### Source

# Estimating software for painting



## rperez6737 (Dec 20, 2012)

I've been trying to get a hold of something that helps by making estimates easier and has a professional outcome. Any suggestions?


----------



## Rbriggs82 (Jul 9, 2012)

I use ACT Forms and like it. It doesn't figure out the price for you but it makes a nice looking proposal.


----------



## rperez6737 (Dec 20, 2012)

Rbriggs82 said:


> I use ACT Forms and like it. It doesn't figure out the price for you but it makes a nice looking proposal.


How how I find this App, software?


----------



## Xmark (Apr 15, 2012)

Rbriggs82 said:


> I use ACT Forms and like it. It doesn't figure out the price for you but it makes a nice looking proposal.



i'd be afraid to present this contract with 1/2 page of legal jargon to a customer. it's quite intimidating with all the protection it affords the painting contractor. in principal i like it but a customer may have second thoughts. just my 2 cents.

http://www.actcontractorsforms.com/...nting_contractors_pdf/ip1(int_commercial).pdf


----------



## Rbriggs82 (Jul 9, 2012)

rperez6737 said:


> How how I find this App, software?


You can get it from their website. 

http://www.actcontractorsforms.com/


----------



## Rbriggs82 (Jul 9, 2012)

Xmark said:


> i'd be afraid to present this contract with 1/2 page of legal jargon to a customer. it's quite intimidating with all the protection it affords the painting contractor. in principal i like it but a customer may have second thoughts. just my 2 cents.
> 
> http://www.actcontractorsforms.com/Portals/60931/docs/painting_contractors_pdf/ip1(int_commercial).pdf


Yeah that one you linked to is a bit much for the initial proposal. 

I use a different form they have and if the job is accepted I break out the contract. 

There are a ton of different forms that come with it you just have to use what fits your needs.


----------



## rperez6737 (Dec 20, 2012)

Rbriggs82 said:


> You can get it from their website.
> 
> http://www.actcontractorsforms.com/


Thanks


----------

### Material supplied
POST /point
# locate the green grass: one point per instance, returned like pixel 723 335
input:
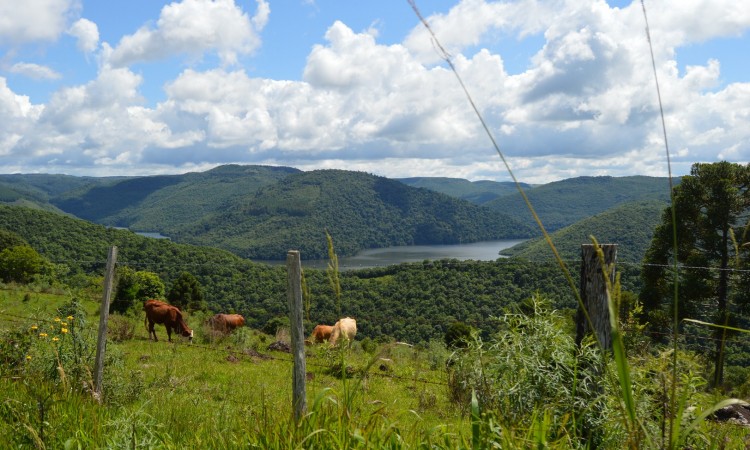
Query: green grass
pixel 227 394
pixel 234 393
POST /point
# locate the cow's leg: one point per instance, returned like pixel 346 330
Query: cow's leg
pixel 151 331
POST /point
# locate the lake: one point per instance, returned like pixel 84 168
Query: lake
pixel 378 257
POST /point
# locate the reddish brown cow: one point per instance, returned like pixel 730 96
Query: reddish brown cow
pixel 168 315
pixel 321 333
pixel 225 323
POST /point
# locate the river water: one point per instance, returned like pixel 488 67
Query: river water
pixel 378 257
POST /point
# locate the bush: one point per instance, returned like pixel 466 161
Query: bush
pixel 458 335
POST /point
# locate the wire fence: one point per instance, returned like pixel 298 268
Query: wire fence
pixel 244 354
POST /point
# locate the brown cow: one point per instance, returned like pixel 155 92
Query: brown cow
pixel 225 323
pixel 168 315
pixel 321 333
pixel 346 328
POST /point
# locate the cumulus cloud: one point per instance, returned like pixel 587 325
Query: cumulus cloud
pixel 34 71
pixel 87 34
pixel 194 27
pixel 33 20
pixel 585 105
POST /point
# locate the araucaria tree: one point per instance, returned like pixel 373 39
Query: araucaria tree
pixel 710 207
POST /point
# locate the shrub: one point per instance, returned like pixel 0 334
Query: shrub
pixel 457 335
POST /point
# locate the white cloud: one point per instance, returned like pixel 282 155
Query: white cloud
pixel 194 27
pixel 87 34
pixel 585 106
pixel 33 20
pixel 34 71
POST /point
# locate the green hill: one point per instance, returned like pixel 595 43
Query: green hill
pixel 358 210
pixel 565 202
pixel 478 192
pixel 630 226
pixel 410 302
pixel 165 202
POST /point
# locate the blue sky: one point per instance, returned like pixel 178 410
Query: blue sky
pixel 143 87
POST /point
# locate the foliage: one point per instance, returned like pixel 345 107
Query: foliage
pixel 457 335
pixel 9 239
pixel 135 287
pixel 186 293
pixel 20 264
pixel 409 302
pixel 478 192
pixel 709 205
pixel 630 226
pixel 583 197
pixel 359 210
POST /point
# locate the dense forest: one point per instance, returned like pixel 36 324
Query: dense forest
pixel 410 302
pixel 262 211
pixel 630 226
pixel 360 210
pixel 565 202
pixel 479 192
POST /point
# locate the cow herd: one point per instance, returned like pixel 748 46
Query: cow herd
pixel 158 312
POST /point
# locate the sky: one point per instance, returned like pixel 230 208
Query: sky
pixel 566 88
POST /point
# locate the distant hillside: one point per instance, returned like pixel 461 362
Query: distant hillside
pixel 630 226
pixel 478 192
pixel 565 202
pixel 359 210
pixel 410 302
pixel 36 190
pixel 163 203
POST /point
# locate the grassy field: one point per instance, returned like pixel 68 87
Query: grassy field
pixel 214 393
pixel 233 392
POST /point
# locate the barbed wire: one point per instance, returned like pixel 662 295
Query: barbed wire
pixel 427 263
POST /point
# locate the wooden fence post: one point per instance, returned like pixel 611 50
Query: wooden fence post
pixel 103 317
pixel 594 294
pixel 294 293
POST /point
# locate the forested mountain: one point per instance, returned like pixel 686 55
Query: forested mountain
pixel 631 226
pixel 409 302
pixel 261 211
pixel 478 192
pixel 358 210
pixel 565 202
pixel 165 202
pixel 37 190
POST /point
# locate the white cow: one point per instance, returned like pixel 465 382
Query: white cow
pixel 346 328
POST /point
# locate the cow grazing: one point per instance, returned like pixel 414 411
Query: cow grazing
pixel 345 328
pixel 225 323
pixel 168 315
pixel 321 333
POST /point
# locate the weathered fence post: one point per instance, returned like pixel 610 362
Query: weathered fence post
pixel 594 294
pixel 103 317
pixel 294 293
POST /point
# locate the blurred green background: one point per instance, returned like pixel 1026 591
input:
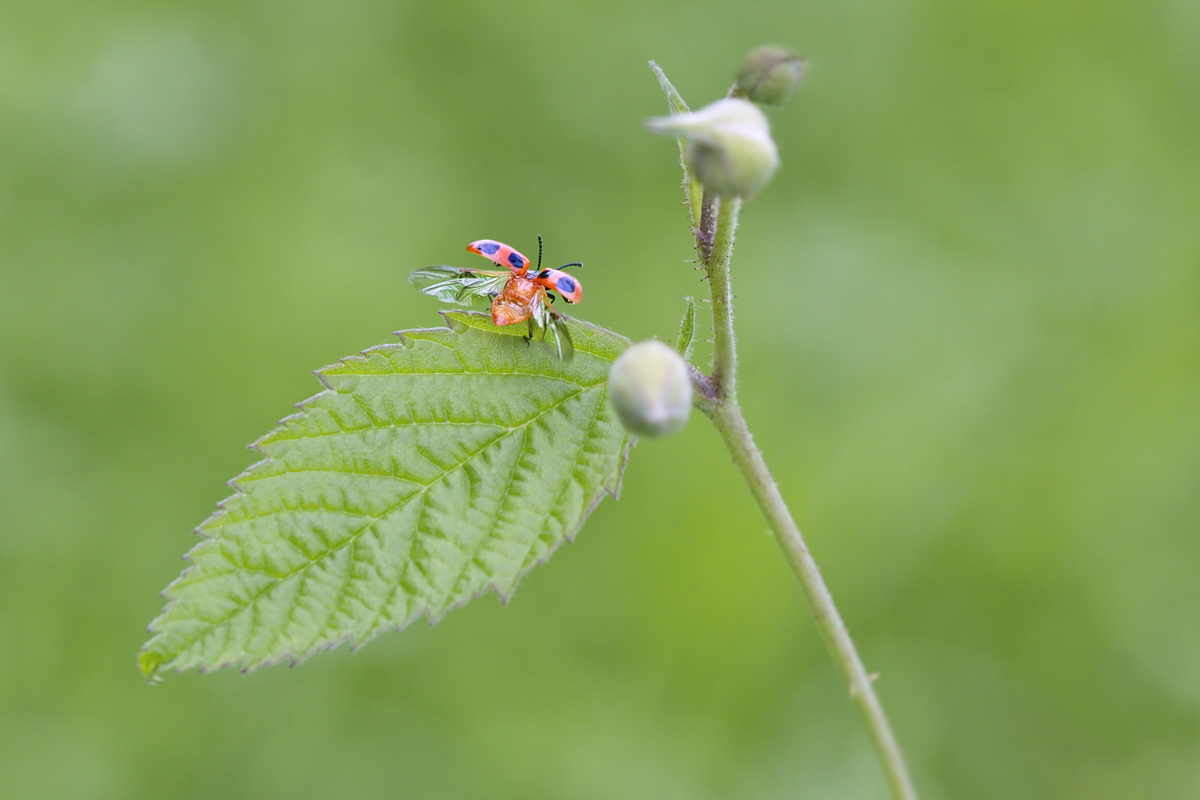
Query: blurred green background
pixel 969 311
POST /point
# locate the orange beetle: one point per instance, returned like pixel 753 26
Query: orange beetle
pixel 516 294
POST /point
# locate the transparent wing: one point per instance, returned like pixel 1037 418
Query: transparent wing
pixel 460 286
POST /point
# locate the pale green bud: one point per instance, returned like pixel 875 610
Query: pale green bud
pixel 651 390
pixel 769 74
pixel 729 145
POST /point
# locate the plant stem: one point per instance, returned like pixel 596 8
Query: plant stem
pixel 723 409
pixel 725 355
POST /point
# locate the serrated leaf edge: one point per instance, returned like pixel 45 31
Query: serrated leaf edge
pixel 456 322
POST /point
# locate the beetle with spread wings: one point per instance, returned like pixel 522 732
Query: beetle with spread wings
pixel 517 294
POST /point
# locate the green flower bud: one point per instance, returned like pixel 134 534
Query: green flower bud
pixel 729 145
pixel 651 390
pixel 769 76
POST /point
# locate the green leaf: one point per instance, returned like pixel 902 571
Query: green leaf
pixel 687 330
pixel 429 471
pixel 694 193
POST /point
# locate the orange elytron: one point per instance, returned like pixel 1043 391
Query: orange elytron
pixel 516 294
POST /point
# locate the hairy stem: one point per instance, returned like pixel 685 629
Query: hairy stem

### Problem requirements
Please reproduce the part of the painting software thread that begins at the words "Yeah that one" and stops after "fits your needs.". The records come from a separate source, not from the thread.

### Exercise response
Yeah that one you linked to is a bit much for the initial proposal. 

I use a different form they have and if the job is accepted I break out the contract. 

There are a ton of different forms that come with it you just have to use what fits your needs.